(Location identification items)
————————

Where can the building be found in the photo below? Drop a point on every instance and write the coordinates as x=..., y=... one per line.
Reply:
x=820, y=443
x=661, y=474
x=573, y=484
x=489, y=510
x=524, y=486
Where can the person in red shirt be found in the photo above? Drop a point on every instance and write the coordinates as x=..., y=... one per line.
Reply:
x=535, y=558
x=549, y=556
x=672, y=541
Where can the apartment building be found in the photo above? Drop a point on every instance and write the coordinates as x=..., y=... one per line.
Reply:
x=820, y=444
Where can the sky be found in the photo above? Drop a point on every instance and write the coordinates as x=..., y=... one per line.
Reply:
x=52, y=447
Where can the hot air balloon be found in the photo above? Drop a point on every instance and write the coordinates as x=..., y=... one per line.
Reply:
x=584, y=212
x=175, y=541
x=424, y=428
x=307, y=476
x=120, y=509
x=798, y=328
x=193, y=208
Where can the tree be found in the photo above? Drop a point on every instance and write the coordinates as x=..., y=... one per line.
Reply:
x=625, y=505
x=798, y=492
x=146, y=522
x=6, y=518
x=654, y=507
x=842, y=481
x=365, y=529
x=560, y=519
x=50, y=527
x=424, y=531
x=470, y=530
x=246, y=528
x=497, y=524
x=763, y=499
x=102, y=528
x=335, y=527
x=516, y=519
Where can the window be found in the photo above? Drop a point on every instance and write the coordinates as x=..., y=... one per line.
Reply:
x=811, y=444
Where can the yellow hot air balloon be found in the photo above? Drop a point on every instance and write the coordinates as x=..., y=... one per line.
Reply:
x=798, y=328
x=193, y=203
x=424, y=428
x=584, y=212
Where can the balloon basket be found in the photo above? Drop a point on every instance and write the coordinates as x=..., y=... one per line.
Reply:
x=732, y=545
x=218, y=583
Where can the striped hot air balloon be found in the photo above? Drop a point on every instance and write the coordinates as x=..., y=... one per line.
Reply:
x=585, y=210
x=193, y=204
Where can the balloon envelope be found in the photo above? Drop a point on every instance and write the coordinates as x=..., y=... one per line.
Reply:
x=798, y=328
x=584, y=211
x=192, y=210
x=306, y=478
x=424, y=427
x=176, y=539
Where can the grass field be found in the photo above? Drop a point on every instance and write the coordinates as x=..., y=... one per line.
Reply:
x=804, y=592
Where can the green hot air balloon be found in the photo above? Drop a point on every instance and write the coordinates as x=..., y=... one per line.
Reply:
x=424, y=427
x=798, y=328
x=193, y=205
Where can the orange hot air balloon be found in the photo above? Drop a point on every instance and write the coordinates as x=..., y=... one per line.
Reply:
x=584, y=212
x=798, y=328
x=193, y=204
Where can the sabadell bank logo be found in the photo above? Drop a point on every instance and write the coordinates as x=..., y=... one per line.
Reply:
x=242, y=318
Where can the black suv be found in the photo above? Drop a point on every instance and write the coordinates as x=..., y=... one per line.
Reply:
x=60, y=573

————————

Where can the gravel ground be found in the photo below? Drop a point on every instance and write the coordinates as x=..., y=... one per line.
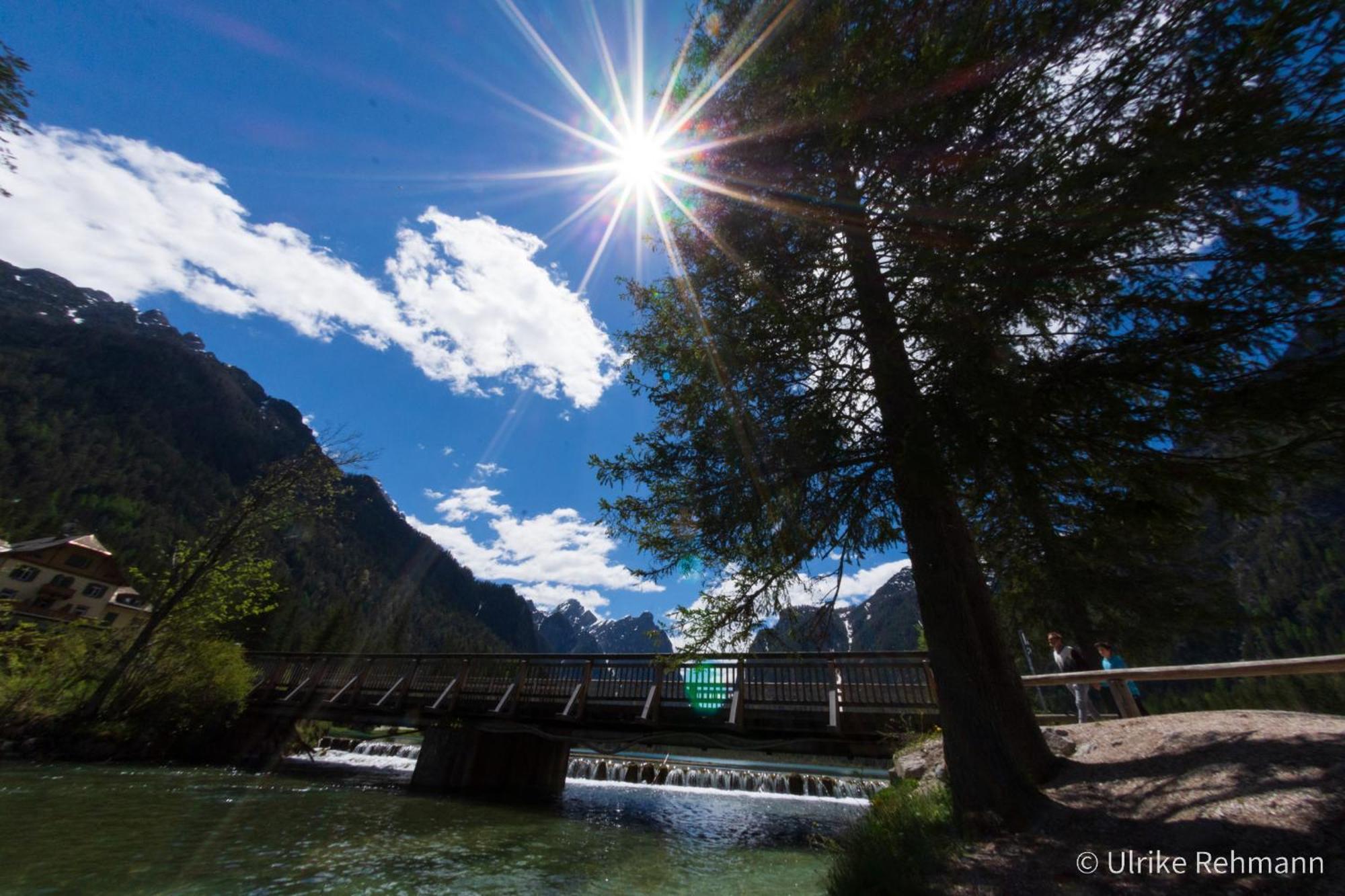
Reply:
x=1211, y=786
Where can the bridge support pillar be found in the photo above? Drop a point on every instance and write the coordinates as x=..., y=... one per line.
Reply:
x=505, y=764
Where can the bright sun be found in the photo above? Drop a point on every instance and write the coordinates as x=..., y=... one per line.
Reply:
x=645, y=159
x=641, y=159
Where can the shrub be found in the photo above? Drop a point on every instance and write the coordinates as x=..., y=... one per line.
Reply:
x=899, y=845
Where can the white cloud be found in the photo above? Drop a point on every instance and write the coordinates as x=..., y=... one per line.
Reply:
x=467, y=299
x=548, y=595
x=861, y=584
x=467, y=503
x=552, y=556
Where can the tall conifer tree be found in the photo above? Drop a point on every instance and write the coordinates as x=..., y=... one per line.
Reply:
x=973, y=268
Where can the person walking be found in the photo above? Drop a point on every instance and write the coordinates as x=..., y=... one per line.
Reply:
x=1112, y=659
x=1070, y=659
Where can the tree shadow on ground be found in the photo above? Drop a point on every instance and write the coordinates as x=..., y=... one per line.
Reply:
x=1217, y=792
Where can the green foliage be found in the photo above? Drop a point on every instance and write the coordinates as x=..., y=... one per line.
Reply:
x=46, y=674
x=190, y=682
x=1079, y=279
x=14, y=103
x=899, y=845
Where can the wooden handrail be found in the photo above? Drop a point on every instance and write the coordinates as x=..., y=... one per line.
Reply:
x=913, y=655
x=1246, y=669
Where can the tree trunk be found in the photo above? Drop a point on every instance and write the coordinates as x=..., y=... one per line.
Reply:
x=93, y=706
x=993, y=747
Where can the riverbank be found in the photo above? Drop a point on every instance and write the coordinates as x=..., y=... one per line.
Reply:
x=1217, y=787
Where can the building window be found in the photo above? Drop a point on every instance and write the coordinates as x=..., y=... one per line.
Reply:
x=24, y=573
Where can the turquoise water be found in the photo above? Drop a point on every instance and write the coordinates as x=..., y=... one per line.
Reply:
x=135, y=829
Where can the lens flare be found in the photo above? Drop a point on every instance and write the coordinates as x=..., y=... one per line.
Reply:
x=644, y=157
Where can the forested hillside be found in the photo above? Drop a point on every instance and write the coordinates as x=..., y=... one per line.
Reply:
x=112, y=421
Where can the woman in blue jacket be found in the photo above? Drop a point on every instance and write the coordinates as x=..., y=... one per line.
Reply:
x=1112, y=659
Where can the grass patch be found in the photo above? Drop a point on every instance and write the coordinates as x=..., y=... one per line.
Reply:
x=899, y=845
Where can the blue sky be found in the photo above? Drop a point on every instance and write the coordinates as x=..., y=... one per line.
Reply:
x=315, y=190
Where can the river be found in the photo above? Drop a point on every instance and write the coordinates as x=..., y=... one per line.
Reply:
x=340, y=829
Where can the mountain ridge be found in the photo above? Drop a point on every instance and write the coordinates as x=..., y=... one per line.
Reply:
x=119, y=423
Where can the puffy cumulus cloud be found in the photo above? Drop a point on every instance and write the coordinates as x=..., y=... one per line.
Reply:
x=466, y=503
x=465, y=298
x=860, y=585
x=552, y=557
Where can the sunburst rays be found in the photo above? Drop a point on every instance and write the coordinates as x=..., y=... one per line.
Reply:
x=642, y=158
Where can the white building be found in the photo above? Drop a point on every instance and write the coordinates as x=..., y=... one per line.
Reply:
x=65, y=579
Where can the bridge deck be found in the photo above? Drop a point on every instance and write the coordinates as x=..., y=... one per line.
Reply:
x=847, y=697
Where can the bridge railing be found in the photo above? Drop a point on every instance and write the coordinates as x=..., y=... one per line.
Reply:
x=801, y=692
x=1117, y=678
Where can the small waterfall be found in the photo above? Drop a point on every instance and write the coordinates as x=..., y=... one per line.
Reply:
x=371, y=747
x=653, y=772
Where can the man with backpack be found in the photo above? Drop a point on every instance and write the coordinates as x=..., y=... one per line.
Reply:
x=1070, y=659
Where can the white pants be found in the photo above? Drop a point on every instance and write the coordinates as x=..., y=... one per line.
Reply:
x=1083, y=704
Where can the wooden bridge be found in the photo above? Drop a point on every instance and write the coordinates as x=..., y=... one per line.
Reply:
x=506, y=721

————————

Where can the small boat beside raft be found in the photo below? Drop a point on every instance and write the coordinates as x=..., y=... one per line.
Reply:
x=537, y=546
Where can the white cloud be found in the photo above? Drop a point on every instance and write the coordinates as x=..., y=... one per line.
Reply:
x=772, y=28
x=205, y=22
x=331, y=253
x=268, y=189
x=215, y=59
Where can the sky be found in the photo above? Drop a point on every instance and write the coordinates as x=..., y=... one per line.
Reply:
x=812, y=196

————————

> [THE EXERCISE] Reproduce the stretch of items from the line containing "Where can the grass patch" through the line containing "x=642, y=158", swapping "Reply" for "Answer" and leaving everything else unchanged. Output only those lines.

> [ANSWER TO THIS PROBLEM]
Where can the grass patch be found in the photo above? Drop a point on every instance and write the coordinates as x=..., y=... one per line.
Answer:
x=899, y=845
Where can the blue sky be found in the photo above? Drop a point on every instance and write the coordinates as x=..., y=... one per line.
Answer:
x=315, y=190
Where can the river be found in the photo above? Drop a point on every instance and write the coordinates as x=..., y=... one per line.
Answer:
x=340, y=829
Where can the mountain ridge be found in the photo above? Drop a point on every instance and write the coordinates as x=..., y=... one per line.
Answer:
x=119, y=423
Where can the puffy cumulus cloud be found in the photo above? Drop a point on every instance and write the coordinates as x=..., y=... one per line.
Answer:
x=466, y=503
x=465, y=298
x=860, y=585
x=552, y=557
Where can the sunburst rays be found in the photo above? Drop a point on every instance and write the coordinates as x=..., y=... one per line.
Answer:
x=642, y=158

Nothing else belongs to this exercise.